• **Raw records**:
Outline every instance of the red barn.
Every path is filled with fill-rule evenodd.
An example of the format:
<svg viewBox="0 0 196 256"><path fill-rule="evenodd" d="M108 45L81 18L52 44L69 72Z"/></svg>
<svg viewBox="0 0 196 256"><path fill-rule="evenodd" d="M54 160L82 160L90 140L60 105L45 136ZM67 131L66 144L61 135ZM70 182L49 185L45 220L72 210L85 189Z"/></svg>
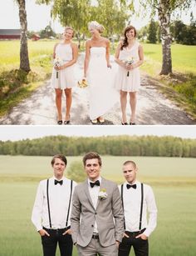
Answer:
<svg viewBox="0 0 196 256"><path fill-rule="evenodd" d="M21 29L0 29L0 39L20 39Z"/></svg>
<svg viewBox="0 0 196 256"><path fill-rule="evenodd" d="M33 34L33 35L32 36L32 41L37 41L37 40L40 39L40 36L37 35L37 34Z"/></svg>

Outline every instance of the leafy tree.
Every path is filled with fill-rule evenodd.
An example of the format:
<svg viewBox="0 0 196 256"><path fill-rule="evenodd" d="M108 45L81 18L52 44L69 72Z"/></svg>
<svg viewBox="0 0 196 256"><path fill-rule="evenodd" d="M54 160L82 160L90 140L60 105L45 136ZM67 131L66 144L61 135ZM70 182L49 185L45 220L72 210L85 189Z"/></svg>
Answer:
<svg viewBox="0 0 196 256"><path fill-rule="evenodd" d="M147 39L150 43L156 43L157 42L157 24L153 18L149 25L149 34Z"/></svg>
<svg viewBox="0 0 196 256"><path fill-rule="evenodd" d="M20 47L20 69L29 72L30 63L27 46L27 20L25 0L17 0L19 7L19 18L21 23L21 47Z"/></svg>
<svg viewBox="0 0 196 256"><path fill-rule="evenodd" d="M121 0L121 2L123 3L129 2L130 8L134 8L134 0ZM192 0L139 0L138 2L145 10L151 9L152 17L154 13L158 13L162 43L162 68L160 74L168 75L172 73L171 35L169 30L171 15L177 9L189 8L192 4Z"/></svg>
<svg viewBox="0 0 196 256"><path fill-rule="evenodd" d="M40 32L41 38L50 38L51 37L56 37L56 33L53 32L51 25L47 25L43 30Z"/></svg>
<svg viewBox="0 0 196 256"><path fill-rule="evenodd" d="M37 3L53 3L51 16L58 18L62 26L71 26L81 45L81 34L87 32L87 23L91 19L90 0L37 0Z"/></svg>
<svg viewBox="0 0 196 256"><path fill-rule="evenodd" d="M114 34L122 34L125 23L129 18L124 5L119 5L115 0L98 0L96 9L96 20L104 25L106 35L112 38Z"/></svg>

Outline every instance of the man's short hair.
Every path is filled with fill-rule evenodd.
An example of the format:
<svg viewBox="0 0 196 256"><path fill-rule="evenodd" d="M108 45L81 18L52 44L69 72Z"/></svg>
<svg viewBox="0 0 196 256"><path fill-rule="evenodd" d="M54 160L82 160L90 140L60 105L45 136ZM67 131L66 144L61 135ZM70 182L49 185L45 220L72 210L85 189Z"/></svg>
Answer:
<svg viewBox="0 0 196 256"><path fill-rule="evenodd" d="M136 163L134 162L134 161L131 161L131 160L128 160L128 161L125 161L123 165L127 165L127 164L132 164L134 166L135 168L137 168L137 165Z"/></svg>
<svg viewBox="0 0 196 256"><path fill-rule="evenodd" d="M52 158L51 160L51 166L54 165L54 163L55 163L55 159L56 159L56 158L61 159L61 160L62 162L64 162L65 164L66 165L66 163L67 163L66 158L63 154L56 154L55 156L53 156L53 158Z"/></svg>
<svg viewBox="0 0 196 256"><path fill-rule="evenodd" d="M89 152L83 157L84 166L86 166L86 162L88 159L98 159L98 163L99 163L100 166L101 166L101 164L102 164L100 156L96 152Z"/></svg>

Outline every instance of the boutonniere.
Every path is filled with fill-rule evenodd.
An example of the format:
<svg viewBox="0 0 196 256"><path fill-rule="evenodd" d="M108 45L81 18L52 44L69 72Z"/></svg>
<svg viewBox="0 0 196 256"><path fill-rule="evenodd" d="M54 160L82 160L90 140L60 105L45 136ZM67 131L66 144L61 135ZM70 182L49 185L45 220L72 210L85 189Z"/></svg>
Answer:
<svg viewBox="0 0 196 256"><path fill-rule="evenodd" d="M102 188L100 190L99 194L98 194L98 198L100 200L105 200L107 198L107 193L106 193L106 189Z"/></svg>

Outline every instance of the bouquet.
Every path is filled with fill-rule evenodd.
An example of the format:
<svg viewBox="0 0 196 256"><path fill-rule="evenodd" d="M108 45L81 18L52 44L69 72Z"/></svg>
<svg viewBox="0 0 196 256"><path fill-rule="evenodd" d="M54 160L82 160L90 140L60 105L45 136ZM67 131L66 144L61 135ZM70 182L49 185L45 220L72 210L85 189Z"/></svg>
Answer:
<svg viewBox="0 0 196 256"><path fill-rule="evenodd" d="M133 57L130 57L127 60L125 60L125 63L128 65L131 65L134 63L134 58ZM130 70L127 71L127 77L130 76Z"/></svg>
<svg viewBox="0 0 196 256"><path fill-rule="evenodd" d="M105 200L106 199L106 198L107 198L106 189L105 188L100 189L98 194L98 198L100 200Z"/></svg>
<svg viewBox="0 0 196 256"><path fill-rule="evenodd" d="M63 65L63 61L60 58L56 58L54 59L54 67L59 68ZM56 78L58 78L58 71L56 70Z"/></svg>
<svg viewBox="0 0 196 256"><path fill-rule="evenodd" d="M78 82L77 82L77 85L78 85L81 88L84 88L87 87L87 86L88 86L88 83L87 83L87 82L86 82L86 78L83 78L81 79L81 81L78 81Z"/></svg>

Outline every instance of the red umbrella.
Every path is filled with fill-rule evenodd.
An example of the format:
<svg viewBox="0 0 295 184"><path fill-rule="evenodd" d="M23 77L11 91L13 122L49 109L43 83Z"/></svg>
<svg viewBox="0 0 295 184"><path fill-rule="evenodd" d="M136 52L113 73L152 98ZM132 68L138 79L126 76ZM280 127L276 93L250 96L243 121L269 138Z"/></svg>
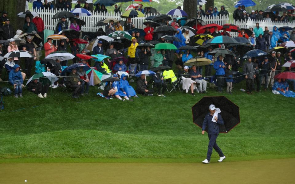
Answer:
<svg viewBox="0 0 295 184"><path fill-rule="evenodd" d="M241 32L241 29L237 26L231 24L226 24L222 26L222 29L226 29L226 31L231 32Z"/></svg>
<svg viewBox="0 0 295 184"><path fill-rule="evenodd" d="M222 26L220 25L218 25L216 24L207 24L205 25L203 25L199 29L198 31L197 32L197 34L203 33L206 30L206 29L208 28L209 29L209 31L211 33L213 33L215 31L214 28L217 27L218 29L218 30L221 30L222 29Z"/></svg>
<svg viewBox="0 0 295 184"><path fill-rule="evenodd" d="M72 41L74 41L76 42L76 44L88 44L88 42L85 40L81 38L74 38L72 40Z"/></svg>
<svg viewBox="0 0 295 184"><path fill-rule="evenodd" d="M280 73L274 76L275 79L295 79L295 73L288 71Z"/></svg>
<svg viewBox="0 0 295 184"><path fill-rule="evenodd" d="M85 59L86 60L88 60L88 59L90 59L91 58L96 58L97 59L96 57L92 57L92 56L88 56L88 55L86 55L86 54L77 54L76 56L79 58L81 59Z"/></svg>

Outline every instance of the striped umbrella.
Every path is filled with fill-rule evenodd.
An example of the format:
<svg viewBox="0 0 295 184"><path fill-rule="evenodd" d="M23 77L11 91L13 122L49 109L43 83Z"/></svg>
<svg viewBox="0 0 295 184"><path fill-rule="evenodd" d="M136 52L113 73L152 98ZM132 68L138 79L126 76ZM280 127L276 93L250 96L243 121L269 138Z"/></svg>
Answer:
<svg viewBox="0 0 295 184"><path fill-rule="evenodd" d="M182 10L177 8L168 11L166 14L170 15L172 16L181 16L182 17L187 16L187 14L185 13L185 11Z"/></svg>
<svg viewBox="0 0 295 184"><path fill-rule="evenodd" d="M51 38L53 40L60 40L68 38L65 36L55 34L49 35L46 39Z"/></svg>
<svg viewBox="0 0 295 184"><path fill-rule="evenodd" d="M89 85L94 86L100 83L102 80L112 77L112 75L105 71L98 71L94 67L86 71L89 79Z"/></svg>
<svg viewBox="0 0 295 184"><path fill-rule="evenodd" d="M76 13L79 13L80 17L83 16L87 17L92 15L89 11L86 9L80 8L75 8L71 11L70 12L75 14Z"/></svg>
<svg viewBox="0 0 295 184"><path fill-rule="evenodd" d="M45 57L45 59L58 59L60 61L69 60L75 58L75 56L69 52L66 51L55 51L51 52Z"/></svg>
<svg viewBox="0 0 295 184"><path fill-rule="evenodd" d="M21 50L18 50L8 52L4 56L4 57L6 58L10 57L32 58L34 57L30 52Z"/></svg>
<svg viewBox="0 0 295 184"><path fill-rule="evenodd" d="M137 3L134 3L133 4L132 4L128 6L127 8L126 8L126 9L125 9L125 11L128 11L131 10L133 10L136 7L140 6L141 5L141 4L139 4Z"/></svg>

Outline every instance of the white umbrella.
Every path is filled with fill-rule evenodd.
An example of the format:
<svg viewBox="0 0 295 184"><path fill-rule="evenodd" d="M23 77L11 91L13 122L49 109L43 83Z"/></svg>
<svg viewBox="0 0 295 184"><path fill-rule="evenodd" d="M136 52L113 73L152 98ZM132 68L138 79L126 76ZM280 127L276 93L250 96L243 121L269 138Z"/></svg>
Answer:
<svg viewBox="0 0 295 184"><path fill-rule="evenodd" d="M60 61L69 60L75 58L73 55L65 51L56 51L51 52L45 57L45 59L58 59Z"/></svg>

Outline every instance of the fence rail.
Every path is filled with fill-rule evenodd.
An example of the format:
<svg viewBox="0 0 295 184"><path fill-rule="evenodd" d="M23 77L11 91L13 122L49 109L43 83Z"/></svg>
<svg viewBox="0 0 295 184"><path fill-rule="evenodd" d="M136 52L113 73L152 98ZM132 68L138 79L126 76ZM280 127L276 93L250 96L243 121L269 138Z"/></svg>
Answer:
<svg viewBox="0 0 295 184"><path fill-rule="evenodd" d="M31 10L30 11L33 11ZM46 29L54 30L55 29L55 23L58 21L58 19L53 19L51 18L53 16L57 13L60 11L59 10L54 9L53 10L37 10L40 17L42 18L44 21L45 29ZM107 18L111 17L118 20L122 20L120 17L120 15L115 14L113 12L108 12L107 13L100 14L97 12L92 12L92 16L89 17L81 17L80 18L83 19L86 23L86 25L82 27L82 29L83 31L86 32L96 32L100 27L102 27L104 30L104 27L95 27L94 25L99 21ZM132 22L135 26L135 27L139 29L143 29L144 25L143 23L145 21L145 19L148 16L152 15L147 15L144 17L136 17L132 19ZM255 28L256 22L259 23L260 26L264 29L266 26L268 27L269 29L272 29L273 26L275 25L278 27L283 26L289 26L292 28L295 27L295 21L292 22L283 22L278 21L273 22L260 21L248 21L244 22L238 22L234 21L232 22L231 20L229 19L228 17L202 17L202 19L206 24L215 23L219 25L222 25L225 24L232 23L236 25L240 28L248 28L250 27ZM69 22L69 26L70 22ZM231 32L230 33L232 36L237 36L238 33L237 33Z"/></svg>

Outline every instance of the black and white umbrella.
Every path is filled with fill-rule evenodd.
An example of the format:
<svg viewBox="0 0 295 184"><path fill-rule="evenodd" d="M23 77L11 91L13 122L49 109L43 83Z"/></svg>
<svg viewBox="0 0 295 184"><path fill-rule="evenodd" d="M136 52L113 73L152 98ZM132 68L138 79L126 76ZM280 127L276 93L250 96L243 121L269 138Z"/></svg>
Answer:
<svg viewBox="0 0 295 184"><path fill-rule="evenodd" d="M10 57L32 58L34 57L30 52L21 50L18 50L8 52L4 56L4 57L6 58Z"/></svg>
<svg viewBox="0 0 295 184"><path fill-rule="evenodd" d="M35 17L39 16L38 13L37 12L34 11L30 11L28 10L21 12L18 14L17 16L18 17L22 17L25 18L26 17Z"/></svg>
<svg viewBox="0 0 295 184"><path fill-rule="evenodd" d="M58 59L60 61L69 60L75 58L75 56L69 52L65 51L56 51L51 52L45 57L45 59Z"/></svg>

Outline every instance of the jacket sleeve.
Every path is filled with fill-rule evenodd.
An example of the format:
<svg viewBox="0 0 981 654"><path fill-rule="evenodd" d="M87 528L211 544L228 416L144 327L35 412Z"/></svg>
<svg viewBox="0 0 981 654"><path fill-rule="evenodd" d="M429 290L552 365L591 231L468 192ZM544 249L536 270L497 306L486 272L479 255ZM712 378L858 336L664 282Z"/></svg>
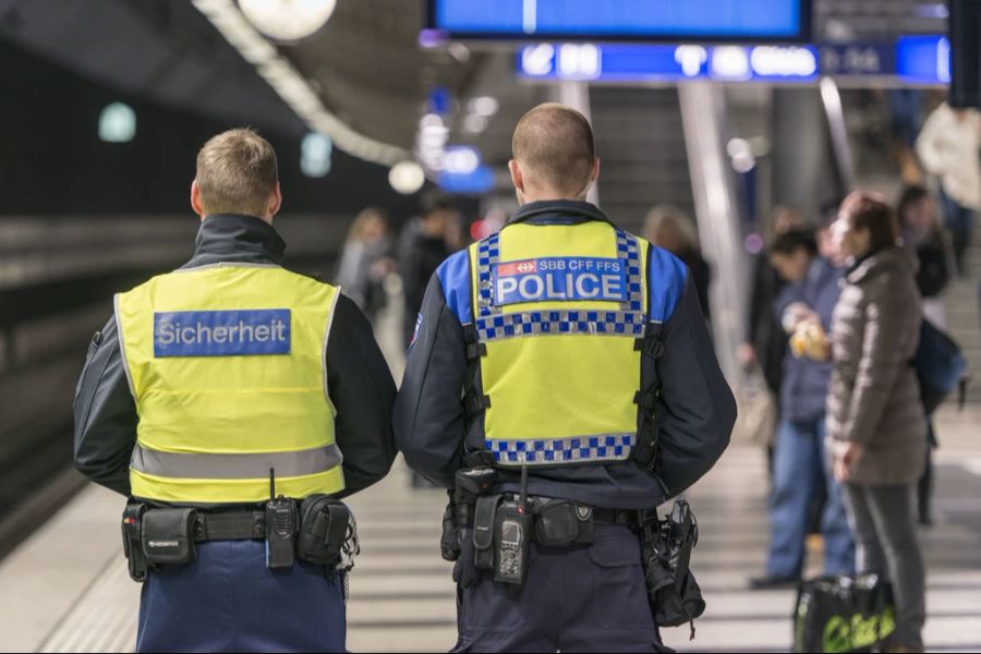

• **THE PROBLEM**:
Copy the records word for word from the line containing "Outline every instance of the bouquet." through the line containing "57L130 57L127 60L125", including both of those lines.

• **TASK RESULT**:
Outline every instance of the bouquet.
Every path is filled with fill-rule evenodd.
An example of the format:
<svg viewBox="0 0 196 256"><path fill-rule="evenodd" d="M108 45L81 18L52 44L69 72Z"/></svg>
<svg viewBox="0 0 196 256"><path fill-rule="evenodd" d="M54 160L82 160L90 140L60 105L45 136ZM67 131L66 144L61 135ZM70 182L49 185L45 220L72 210L85 189Z"/></svg>
Answer:
<svg viewBox="0 0 196 256"><path fill-rule="evenodd" d="M133 57L130 57L127 60L125 60L125 63L128 65L131 65L134 63L134 58ZM130 70L127 71L127 77L130 76Z"/></svg>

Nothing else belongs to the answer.